Masculinidade tóxica e arcaica

6,0

Um homem das artes alquebrado, sobrevivente aos seus vícios e a sua masculinidade mumificada, vivendo em prol de uma esposa independente que vive sem amarras a qualquer figura masculina. Esse é o protagonista de Tommaso, novo longa de Abel Ferrara que volta a circundar o universo masculino, dessa vez assumidamente doente e dependente emocionalmente. Tommaso declara sua incapacidade de ser um homem desapegado a valores antiquados e se porta eternamente à beira de um ataque de nervos.

O diretor não se furta em pintar seu personagem como um incapaz, um ser em constante recuperação que não consegue alcançar um lugar razoável para manter suas ideias refrigeradas. Pelo contrário, refém de um pensamento retrógrado tão enraizado que uma óbvia tentativa de mudança nem sequer é cogitada, Tommaso só consegue funcionar a contento se todas as suas vontades e compreensões são atendidas; fora isso, se transforma progressivamente numa panela de pressão prestes a explodir e machucar quem estiver ao seu lado. Um homem em constante busca do próximo, mas que não se percebe incapacitado de se alterar para conseguir um equilibro com esse mesmo próximo.

◇ ◇ ◇

▸ EXERCÍCIO 1: Quantas linhas da listagem contêm a palavra "fabric", levando em conta maiúsculas e minúsculas? Informe apenas o número.
O texto e a listagem não têm nenhuma relação entre si.

◇ ◇ ◇

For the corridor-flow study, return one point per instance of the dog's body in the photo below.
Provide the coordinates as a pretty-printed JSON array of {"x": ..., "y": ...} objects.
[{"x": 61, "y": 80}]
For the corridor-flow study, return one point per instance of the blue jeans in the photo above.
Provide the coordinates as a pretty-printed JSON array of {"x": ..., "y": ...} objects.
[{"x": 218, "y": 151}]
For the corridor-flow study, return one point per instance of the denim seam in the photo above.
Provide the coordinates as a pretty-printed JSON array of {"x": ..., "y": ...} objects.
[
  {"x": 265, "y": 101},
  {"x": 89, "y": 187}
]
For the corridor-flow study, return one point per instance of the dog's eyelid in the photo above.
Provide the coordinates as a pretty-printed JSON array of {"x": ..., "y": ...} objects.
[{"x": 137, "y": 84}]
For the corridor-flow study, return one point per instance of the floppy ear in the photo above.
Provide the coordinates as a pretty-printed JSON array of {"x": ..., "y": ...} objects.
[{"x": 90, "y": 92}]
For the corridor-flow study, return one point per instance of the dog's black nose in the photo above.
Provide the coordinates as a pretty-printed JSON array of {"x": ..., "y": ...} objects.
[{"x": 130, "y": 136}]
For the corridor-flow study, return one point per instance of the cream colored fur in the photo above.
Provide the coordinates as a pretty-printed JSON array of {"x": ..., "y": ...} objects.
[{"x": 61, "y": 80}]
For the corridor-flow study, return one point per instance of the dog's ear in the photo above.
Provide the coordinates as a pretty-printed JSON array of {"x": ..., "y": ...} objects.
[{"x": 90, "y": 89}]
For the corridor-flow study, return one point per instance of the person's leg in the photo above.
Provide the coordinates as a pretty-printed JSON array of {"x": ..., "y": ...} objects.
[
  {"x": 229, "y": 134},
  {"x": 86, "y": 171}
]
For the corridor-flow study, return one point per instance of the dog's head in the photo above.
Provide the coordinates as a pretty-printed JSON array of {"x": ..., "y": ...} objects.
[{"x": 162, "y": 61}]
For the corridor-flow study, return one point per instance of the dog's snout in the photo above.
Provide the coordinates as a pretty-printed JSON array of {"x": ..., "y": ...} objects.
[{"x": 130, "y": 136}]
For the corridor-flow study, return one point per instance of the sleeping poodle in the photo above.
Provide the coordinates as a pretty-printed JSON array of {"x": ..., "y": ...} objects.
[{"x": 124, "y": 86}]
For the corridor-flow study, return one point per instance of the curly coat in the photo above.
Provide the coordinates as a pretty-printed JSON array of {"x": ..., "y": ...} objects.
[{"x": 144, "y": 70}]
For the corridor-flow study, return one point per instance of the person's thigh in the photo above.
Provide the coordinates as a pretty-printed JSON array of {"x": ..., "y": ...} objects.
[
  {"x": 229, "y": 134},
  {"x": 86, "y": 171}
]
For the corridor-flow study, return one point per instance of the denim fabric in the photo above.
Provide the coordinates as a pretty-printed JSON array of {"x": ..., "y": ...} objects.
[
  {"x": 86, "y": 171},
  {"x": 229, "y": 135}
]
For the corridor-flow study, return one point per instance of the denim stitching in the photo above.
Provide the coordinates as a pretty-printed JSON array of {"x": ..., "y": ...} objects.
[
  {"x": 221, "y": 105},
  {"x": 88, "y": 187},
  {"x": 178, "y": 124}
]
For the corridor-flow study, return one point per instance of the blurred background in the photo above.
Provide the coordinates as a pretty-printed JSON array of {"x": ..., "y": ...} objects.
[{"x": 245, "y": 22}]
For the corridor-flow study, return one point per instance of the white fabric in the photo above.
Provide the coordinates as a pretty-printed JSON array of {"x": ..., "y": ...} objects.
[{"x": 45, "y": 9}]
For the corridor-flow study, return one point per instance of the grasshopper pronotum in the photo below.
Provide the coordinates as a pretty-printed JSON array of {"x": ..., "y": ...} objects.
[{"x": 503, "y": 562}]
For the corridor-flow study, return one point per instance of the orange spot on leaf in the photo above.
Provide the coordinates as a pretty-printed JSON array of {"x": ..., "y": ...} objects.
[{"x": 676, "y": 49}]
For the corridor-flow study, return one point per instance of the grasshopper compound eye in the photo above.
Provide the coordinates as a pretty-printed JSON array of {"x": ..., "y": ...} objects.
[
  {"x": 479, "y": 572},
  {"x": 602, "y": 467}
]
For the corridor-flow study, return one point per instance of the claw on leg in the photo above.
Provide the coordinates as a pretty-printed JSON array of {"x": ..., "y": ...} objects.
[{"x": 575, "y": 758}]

◇ ◇ ◇

▸ EXERCÍCIO 2:
Responda com base na crítica sobre Tommaso:
(a) Quem é o diretor do longa Tommaso?
(b) Como vive a esposa do protagonista?
(c) Em que Tommaso se transforma quando suas vontades e compreensões não são atendidas?

▸ RESPOSTA 1: 2

▸ RESPOSTA 2:
(a) Abel Ferrara.
(b) Ela é independente e vive sem amarras a qualquer figura masculina.
(c) Numa panela de pressão prestes a explodir e machucar quem estiver ao seu lado.